> [Textauszug]
========================================

# Download(IE) bleibt immer wieder stehen



## Deedz (3. November 2003)

Ich hab da ein dickes Problem mit dem Internet Explorer Dwonload!

Surf im I-net, hab auch eigentlich ne schnelle Firmen-Leitung (standard: 100-300 KB Downloadrate!) 

Aber seit neustem laufen alle downloads nur noch mit ca. 50-100 KB/sec (sie fangen mit ca 150-200 an und gehen dann runter auf 100-50!), naja gut das kann man noch verkraften und das kann ja auch sonstige ursachen haben!

Nur das prob. ist ja auch das alle größeren downloads(mehr als ca. 5 MB) immer stehen bleiben, also nicht zu ende gedownloadet werden!

ich geh über LAN ins I-net(standleitung), über isdn geht es perfekt ohne stehen zu bleiben!

Und hab auch schon gedacht das es an den servern liegt, aber kann net sein da mein arbeitskollege vom gleichen server downgeloadet hat, da blieb er bei mir natürlich stehen und bei ihm lief alles wie geschmiert ausser das er keine 100-300 KB zur verfügung hatte sondern nur 50 aber das is ja egal!


----------



## Erpel (3. November 2003)

Windows 2000 Service Pack 4 und Norton Firewall/Internet Security 2001?

Dann ist das das Problem.
Wenn du das ausschließen kannst fällt mir nichts ein. Außer mal Virencheck machen.


----------



## Deedz (4. November 2003)

Service Pack 4 hab ich und hatte auch norton 2003 drauf!

Dann hab ich einen Online-Virencheck über BitDefender gemacht, da hat er den Trojan.IRC.Flood.BR gefunden! 

Jooo bin ich glücklich hab meine downloadrate wieder und kann jetzt endlich wieder größere sachen ziehen! 

Vielen Dank für die Hilfe


----------

========================================

> [Vorliegendes Material]
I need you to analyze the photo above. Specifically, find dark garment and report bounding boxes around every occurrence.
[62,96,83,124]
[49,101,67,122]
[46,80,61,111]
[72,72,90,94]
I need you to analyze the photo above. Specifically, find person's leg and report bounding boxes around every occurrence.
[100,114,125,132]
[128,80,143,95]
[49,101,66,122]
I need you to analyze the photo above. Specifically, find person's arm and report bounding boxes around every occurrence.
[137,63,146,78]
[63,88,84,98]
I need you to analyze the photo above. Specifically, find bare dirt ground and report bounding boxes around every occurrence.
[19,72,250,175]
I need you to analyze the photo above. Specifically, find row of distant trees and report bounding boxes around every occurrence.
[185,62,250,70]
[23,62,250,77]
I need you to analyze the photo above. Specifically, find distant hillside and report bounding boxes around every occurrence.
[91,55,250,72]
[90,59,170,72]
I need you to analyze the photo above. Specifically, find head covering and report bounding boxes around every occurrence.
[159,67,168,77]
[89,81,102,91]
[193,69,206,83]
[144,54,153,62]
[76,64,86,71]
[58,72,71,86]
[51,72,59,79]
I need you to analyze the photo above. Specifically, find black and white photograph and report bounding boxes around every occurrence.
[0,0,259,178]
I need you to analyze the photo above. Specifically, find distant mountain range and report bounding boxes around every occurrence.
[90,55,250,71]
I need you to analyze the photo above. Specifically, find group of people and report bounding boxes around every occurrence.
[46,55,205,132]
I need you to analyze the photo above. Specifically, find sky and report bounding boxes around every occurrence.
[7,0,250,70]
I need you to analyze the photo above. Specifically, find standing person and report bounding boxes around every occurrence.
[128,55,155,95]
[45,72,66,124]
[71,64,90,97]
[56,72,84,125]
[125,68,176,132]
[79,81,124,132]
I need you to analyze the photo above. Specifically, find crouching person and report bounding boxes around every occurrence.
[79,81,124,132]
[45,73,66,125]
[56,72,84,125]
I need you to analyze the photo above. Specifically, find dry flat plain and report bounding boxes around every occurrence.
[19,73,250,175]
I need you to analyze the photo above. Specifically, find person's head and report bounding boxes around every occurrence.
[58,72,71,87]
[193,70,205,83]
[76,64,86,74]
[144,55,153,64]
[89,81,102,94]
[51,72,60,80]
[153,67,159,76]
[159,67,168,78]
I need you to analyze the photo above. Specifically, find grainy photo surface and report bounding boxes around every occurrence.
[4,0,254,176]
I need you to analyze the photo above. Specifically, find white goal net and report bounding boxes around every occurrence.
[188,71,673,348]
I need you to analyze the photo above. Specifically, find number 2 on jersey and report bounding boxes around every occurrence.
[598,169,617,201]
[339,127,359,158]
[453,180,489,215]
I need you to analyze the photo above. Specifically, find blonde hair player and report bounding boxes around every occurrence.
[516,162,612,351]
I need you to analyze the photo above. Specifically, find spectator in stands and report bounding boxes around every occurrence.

========================================

> [Aufgaben]
- a) Gib aus dem Forumsthread über den stockenden Download den Abschnitt wortgetreu wieder, beginnend bei „Nur das prob.“ und endend bei „is ja egal!“.
- b) Schreib die Zeilen aus dem vorliegenden Material unverändert ab, beginnend mit der Zeile, die „I need you to analyze the photo above. Specifically, find grainy“ enthält, und endend mit der Zeile, die „[188,71,673,348]“ enthält.

> [Lösungen]
- a)
Nur das prob. ist ja auch das alle größeren downloads(mehr als ca. 5 MB) immer stehen bleiben, also nicht zu ende gedownloadet werden!

ich geh über LAN ins I-net(standleitung), über isdn geht es perfekt ohne stehen zu bleiben!

Und hab auch schon gedacht das es an den servern liegt, aber kann net sein da mein arbeitskollege vom gleichen server downgeloadet hat, da blieb er bei mir natürlich stehen und bei ihm lief alles wie geschmiert ausser das er keine 100-300 KB zur verfügung hatte sondern nur 50 aber das is ja egal!

- b)
I need you to analyze the photo above. Specifically, find grainy photo surface and report bounding boxes around every occurrence.
[4,0,254,176]
I need you to analyze the photo above. Specifically, find white goal net and report bounding boxes around every occurrence.
[188,71,673,348]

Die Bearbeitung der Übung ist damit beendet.